→ **STUDY QUESTIONS**:
(a) Name every component that the Figure 1 caption in the Swin-Unet text below gives as part of the architecture.
(b) Retype the stretch of the Swin-Unet text below from "The paper presents" through "and segmentation accuracy.", without changing any character.

→ **TEXT SECTION**:
BEGIN

Swin-Unet: Unet-like Pure Transformer for Medical Image Segmentation

Introduction

The paper presents Swin-Unet, a transformer-based U-shaped architecture designed for medical image segmentation. Traditional segmentation methods often rely on convolutional neural networks (CNNs) with U-shaped architectures due to their ability to learn discriminating features. However, these CNN architectures face challenges in capturing global context due to the intrinsic locality of convolution operations. Swin-Unet addresses this limitation by employing a purely transformer-based network, leveraging hierarchical Swin Transformers with shifted windows for both encoding and decoding the features for better semantic learning and segmentation accuracy.

Architecture Overview

Swin-Unet builds upon Swin Transformers and incorporates a U-shaped encoder-decoder architecture with skip connections, similar to the classical U-Net framework but without any convolution operations.

Figure 1: The architecture of Swin-Unet, consisting of encoder, bottleneck, decoder, and skip connections—constructed using Swin Transformer blocks.

END

→ **GIVEN INFORMATION**:
BEGIN

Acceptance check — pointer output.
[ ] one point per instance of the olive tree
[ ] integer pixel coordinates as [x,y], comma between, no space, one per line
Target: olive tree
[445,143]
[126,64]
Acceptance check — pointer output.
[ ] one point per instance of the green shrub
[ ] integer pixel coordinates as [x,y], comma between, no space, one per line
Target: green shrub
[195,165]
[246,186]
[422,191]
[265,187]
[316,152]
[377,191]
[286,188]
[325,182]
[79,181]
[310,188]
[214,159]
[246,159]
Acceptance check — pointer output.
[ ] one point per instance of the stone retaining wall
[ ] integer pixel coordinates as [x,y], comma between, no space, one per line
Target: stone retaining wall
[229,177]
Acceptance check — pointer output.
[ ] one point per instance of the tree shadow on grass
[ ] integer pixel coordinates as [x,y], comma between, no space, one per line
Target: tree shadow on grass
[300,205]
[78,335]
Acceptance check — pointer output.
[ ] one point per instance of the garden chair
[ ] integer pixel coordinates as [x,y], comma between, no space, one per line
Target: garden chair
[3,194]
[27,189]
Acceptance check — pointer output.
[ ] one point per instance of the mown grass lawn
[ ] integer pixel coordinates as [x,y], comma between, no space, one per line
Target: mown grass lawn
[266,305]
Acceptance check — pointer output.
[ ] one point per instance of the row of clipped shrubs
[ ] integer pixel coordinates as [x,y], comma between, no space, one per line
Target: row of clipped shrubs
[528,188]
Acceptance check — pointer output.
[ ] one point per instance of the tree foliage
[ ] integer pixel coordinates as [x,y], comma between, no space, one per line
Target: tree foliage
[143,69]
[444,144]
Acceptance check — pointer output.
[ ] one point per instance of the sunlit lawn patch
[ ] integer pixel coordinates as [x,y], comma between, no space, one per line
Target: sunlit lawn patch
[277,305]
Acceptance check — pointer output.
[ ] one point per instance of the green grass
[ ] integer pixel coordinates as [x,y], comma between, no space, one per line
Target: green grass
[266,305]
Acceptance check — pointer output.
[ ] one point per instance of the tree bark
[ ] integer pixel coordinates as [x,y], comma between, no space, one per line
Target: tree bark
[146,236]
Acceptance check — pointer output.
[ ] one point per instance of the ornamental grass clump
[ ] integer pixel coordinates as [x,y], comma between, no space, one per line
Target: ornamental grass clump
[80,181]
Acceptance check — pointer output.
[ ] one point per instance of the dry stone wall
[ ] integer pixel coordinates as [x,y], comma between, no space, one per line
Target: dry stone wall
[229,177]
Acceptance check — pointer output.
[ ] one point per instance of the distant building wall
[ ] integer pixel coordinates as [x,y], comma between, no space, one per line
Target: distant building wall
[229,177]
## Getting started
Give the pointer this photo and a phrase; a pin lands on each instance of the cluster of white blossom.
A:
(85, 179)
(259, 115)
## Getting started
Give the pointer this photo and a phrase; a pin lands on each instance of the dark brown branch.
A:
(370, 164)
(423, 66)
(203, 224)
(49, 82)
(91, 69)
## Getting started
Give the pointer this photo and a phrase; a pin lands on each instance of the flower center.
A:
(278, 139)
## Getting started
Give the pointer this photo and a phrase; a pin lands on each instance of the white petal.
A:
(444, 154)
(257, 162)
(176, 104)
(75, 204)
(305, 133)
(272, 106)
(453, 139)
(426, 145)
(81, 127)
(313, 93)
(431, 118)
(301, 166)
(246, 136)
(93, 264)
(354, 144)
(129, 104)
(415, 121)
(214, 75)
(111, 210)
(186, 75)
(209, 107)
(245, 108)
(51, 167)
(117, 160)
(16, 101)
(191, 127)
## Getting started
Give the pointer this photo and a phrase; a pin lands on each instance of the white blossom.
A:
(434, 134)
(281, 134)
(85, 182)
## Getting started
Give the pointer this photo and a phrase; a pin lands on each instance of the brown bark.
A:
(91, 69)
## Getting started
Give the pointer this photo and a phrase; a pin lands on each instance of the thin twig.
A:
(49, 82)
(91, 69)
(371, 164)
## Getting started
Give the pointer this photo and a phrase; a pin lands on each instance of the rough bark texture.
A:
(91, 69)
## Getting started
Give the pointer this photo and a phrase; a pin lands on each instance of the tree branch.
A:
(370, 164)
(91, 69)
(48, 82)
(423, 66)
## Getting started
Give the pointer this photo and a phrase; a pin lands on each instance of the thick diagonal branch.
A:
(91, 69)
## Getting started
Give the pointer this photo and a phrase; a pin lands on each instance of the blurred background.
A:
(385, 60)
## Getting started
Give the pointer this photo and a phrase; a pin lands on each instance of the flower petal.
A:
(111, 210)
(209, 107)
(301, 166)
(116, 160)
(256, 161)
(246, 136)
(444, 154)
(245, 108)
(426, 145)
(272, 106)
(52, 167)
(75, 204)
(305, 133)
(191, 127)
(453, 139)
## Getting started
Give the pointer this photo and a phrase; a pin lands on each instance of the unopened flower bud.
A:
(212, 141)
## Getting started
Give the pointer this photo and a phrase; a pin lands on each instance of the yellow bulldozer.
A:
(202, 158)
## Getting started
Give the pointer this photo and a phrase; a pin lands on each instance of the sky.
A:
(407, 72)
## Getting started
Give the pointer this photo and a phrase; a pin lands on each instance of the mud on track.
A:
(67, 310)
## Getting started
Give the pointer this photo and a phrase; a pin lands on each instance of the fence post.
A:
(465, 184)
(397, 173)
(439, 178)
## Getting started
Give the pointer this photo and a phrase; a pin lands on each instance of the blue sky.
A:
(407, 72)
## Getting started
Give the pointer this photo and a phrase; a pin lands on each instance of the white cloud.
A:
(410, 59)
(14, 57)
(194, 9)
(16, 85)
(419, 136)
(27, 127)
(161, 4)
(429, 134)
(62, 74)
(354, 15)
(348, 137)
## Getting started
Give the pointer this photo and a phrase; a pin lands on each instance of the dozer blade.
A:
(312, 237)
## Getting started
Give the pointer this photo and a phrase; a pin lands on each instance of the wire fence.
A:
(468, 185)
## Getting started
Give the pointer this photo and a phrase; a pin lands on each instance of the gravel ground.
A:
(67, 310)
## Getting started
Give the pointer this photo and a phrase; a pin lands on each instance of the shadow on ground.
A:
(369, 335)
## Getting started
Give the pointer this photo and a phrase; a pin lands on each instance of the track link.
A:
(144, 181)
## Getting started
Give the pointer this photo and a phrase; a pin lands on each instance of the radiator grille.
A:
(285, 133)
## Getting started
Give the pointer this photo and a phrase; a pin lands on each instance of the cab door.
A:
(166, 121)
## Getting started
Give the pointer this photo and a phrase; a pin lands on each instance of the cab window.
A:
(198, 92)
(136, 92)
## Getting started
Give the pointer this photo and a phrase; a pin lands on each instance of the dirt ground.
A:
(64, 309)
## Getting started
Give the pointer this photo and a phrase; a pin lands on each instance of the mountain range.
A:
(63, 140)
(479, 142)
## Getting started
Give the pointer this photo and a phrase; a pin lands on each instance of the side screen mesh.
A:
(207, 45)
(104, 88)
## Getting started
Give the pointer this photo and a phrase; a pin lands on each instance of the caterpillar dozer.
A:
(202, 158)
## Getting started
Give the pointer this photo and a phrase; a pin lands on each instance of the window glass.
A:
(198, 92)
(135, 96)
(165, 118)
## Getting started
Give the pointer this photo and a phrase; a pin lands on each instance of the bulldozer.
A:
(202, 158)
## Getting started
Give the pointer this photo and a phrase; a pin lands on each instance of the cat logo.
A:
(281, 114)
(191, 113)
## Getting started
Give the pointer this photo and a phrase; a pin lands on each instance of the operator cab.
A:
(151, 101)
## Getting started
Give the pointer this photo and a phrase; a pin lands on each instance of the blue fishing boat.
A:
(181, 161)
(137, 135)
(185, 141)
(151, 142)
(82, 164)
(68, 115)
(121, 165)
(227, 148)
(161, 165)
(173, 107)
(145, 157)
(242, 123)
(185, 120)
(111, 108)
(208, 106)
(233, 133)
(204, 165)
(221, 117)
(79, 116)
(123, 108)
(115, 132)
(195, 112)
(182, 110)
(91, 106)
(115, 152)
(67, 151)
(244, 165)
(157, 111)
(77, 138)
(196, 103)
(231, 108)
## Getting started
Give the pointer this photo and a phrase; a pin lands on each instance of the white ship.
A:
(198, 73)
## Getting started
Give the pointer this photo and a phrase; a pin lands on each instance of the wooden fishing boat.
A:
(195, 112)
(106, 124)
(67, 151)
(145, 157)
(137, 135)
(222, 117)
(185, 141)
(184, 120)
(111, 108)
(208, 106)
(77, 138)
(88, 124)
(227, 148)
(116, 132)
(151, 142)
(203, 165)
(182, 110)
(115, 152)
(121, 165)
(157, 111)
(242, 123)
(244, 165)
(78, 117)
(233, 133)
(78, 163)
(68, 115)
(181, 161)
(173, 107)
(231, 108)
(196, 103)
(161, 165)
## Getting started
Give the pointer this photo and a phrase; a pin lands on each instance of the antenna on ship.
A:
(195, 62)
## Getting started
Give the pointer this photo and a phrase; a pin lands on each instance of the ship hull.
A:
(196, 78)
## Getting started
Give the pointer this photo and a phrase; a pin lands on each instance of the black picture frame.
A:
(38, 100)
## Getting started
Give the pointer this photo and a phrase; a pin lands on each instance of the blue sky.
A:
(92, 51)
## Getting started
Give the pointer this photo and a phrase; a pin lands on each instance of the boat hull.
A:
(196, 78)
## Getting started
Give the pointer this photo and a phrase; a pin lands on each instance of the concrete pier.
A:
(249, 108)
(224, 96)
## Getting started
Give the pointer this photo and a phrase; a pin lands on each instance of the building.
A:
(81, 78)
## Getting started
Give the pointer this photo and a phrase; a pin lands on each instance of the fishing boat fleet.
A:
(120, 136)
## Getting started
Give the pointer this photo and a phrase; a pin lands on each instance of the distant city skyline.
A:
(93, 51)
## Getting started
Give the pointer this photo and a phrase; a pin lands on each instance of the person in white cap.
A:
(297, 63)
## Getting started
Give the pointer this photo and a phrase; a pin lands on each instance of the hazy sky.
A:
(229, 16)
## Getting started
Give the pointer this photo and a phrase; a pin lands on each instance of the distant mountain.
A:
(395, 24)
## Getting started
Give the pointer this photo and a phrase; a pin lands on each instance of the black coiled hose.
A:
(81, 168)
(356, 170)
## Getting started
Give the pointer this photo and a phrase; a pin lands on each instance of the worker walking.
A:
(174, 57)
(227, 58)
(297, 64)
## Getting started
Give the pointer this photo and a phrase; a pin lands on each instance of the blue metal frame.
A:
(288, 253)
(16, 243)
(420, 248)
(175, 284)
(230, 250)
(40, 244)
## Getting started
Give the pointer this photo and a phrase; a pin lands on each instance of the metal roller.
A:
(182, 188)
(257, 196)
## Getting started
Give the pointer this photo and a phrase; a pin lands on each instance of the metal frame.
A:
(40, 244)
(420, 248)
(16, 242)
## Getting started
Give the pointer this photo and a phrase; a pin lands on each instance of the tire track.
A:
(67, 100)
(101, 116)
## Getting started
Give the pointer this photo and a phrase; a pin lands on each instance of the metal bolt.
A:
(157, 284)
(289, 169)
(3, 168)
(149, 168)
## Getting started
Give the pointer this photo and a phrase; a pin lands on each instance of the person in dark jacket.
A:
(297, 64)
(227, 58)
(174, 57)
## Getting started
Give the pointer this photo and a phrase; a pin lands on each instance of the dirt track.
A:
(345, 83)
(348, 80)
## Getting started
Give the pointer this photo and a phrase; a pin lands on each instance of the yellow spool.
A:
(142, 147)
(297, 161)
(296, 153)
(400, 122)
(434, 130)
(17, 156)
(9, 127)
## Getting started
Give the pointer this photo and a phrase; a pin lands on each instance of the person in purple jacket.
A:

END

→ **EXERCISE RESPONSES**:
(a) Encoder, bottleneck, decoder, and skip connections.

(b)
The paper presents Swin-Unet, a transformer-based U-shaped architecture designed for medical image segmentation. Traditional segmentation methods often rely on convolutional neural networks (CNNs) with U-shaped architectures due to their ability to learn discriminating features. However, these CNN architectures face challenges in capturing global context due to the intrinsic locality of convolution operations. Swin-Unet addresses this limitation by employing a purely transformer-based network, leveraging hierarchical Swin Transformers with shifted windows for both encoding and decoding the features for better semantic learning and segmentation accuracy.